** Start ROWS **

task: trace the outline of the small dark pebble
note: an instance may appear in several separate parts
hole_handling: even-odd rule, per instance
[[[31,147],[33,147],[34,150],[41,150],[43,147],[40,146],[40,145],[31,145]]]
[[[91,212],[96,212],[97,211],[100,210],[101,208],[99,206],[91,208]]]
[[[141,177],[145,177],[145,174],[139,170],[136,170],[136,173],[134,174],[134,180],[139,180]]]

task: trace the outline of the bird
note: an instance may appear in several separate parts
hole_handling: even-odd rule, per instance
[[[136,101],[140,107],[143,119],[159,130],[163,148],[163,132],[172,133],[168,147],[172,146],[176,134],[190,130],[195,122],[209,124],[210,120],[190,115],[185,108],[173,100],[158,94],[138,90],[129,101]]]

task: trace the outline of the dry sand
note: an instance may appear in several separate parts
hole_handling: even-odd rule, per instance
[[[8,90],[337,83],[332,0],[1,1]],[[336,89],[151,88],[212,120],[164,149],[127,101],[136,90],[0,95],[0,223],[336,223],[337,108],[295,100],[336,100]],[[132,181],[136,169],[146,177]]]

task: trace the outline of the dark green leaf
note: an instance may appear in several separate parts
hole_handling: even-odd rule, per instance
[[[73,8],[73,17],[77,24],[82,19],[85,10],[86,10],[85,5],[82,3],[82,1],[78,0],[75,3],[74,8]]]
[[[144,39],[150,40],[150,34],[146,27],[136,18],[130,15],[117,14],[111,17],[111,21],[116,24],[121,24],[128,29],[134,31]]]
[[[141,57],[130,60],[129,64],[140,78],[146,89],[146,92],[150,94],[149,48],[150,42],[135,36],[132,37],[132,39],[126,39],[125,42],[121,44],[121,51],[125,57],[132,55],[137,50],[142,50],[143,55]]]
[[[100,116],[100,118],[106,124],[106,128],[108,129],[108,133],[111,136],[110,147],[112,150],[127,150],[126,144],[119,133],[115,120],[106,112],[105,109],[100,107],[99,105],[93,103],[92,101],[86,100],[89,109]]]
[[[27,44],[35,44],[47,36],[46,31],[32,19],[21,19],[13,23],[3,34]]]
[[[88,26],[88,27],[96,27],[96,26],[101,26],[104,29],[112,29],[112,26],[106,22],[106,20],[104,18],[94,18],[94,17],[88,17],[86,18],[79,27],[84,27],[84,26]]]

** End ROWS **

YOUR OBJECTIVE => Render all the entries above as a two-column CSV with the header row task,outline. Give one row per entry, with the entry's text in the first field and its answer in the second; quote each field and replace line breaks with spaces.

EXERCISE ANSWER =>
task,outline
"task: trace the outline of the small dark pebble note: an instance may appear in several separate parts hole_handling: even-odd rule, per instance","[[[31,147],[33,147],[34,150],[41,150],[43,147],[40,146],[40,145],[31,145]]] [[[91,212],[96,212],[97,211],[100,210],[101,208],[99,206],[91,208]]] [[[141,177],[145,177],[145,174],[139,170],[136,170],[136,173],[134,174],[134,180],[139,180]]]"
"task: trace the outline of the bird note: an instance may appear in several separate parts hole_handling: even-odd rule, per instance","[[[136,101],[140,107],[143,119],[159,130],[163,148],[163,132],[172,133],[168,147],[172,146],[176,134],[190,130],[195,122],[209,124],[210,120],[190,115],[185,108],[173,100],[158,94],[138,90],[129,101]]]"
"task: trace the outline of the dry sand note: an instance may appear in several separate parts hole_handling: even-odd rule, per instance","[[[8,90],[337,83],[332,0],[1,1]],[[336,89],[151,88],[212,120],[164,149],[127,101],[136,90],[0,95],[0,223],[336,223],[337,108],[295,100],[336,100]],[[132,181],[136,169],[146,177]]]"
"task: trace the outline of the dark green leaf note: an instance may appear in several separate parts hole_handling: even-odd rule, per instance","[[[73,8],[73,17],[77,24],[82,19],[85,10],[86,10],[85,5],[82,3],[82,1],[78,0],[75,3],[74,8]]] [[[144,39],[150,40],[150,34],[146,27],[136,18],[130,15],[117,14],[111,17],[111,21],[116,24],[121,24],[128,29],[134,31]]] [[[141,57],[130,60],[129,64],[140,78],[146,89],[146,92],[150,94],[149,48],[150,42],[135,36],[132,37],[132,39],[126,39],[125,42],[121,44],[121,51],[125,57],[132,55],[137,50],[142,50],[143,55]]] [[[100,116],[100,118],[106,124],[106,128],[108,129],[108,133],[111,136],[110,147],[112,150],[127,150],[126,144],[119,133],[115,120],[106,112],[105,109],[100,107],[99,105],[93,103],[92,101],[86,100],[89,109]]] [[[27,44],[35,44],[47,36],[46,31],[32,19],[21,19],[13,23],[3,34]]] [[[88,26],[88,27],[96,27],[96,26],[101,26],[104,29],[112,29],[112,26],[106,22],[106,20],[104,18],[94,18],[94,17],[88,17],[86,18],[79,27],[84,27],[84,26]]]"